SOURCE RECORDS:
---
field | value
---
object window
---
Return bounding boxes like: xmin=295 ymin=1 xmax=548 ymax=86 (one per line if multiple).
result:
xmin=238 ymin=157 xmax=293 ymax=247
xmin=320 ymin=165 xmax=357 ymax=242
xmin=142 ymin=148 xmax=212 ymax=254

WHAT THE EXERCISE ASKS:
Reproduce the lines of the records above without changing anything.

COMPLETE RESPONSE:
---
field | value
---
object window
---
Return bounding boxes like: xmin=295 ymin=1 xmax=548 ymax=86 (one per line if multiple).
result:
xmin=238 ymin=157 xmax=293 ymax=247
xmin=320 ymin=165 xmax=357 ymax=242
xmin=142 ymin=148 xmax=212 ymax=254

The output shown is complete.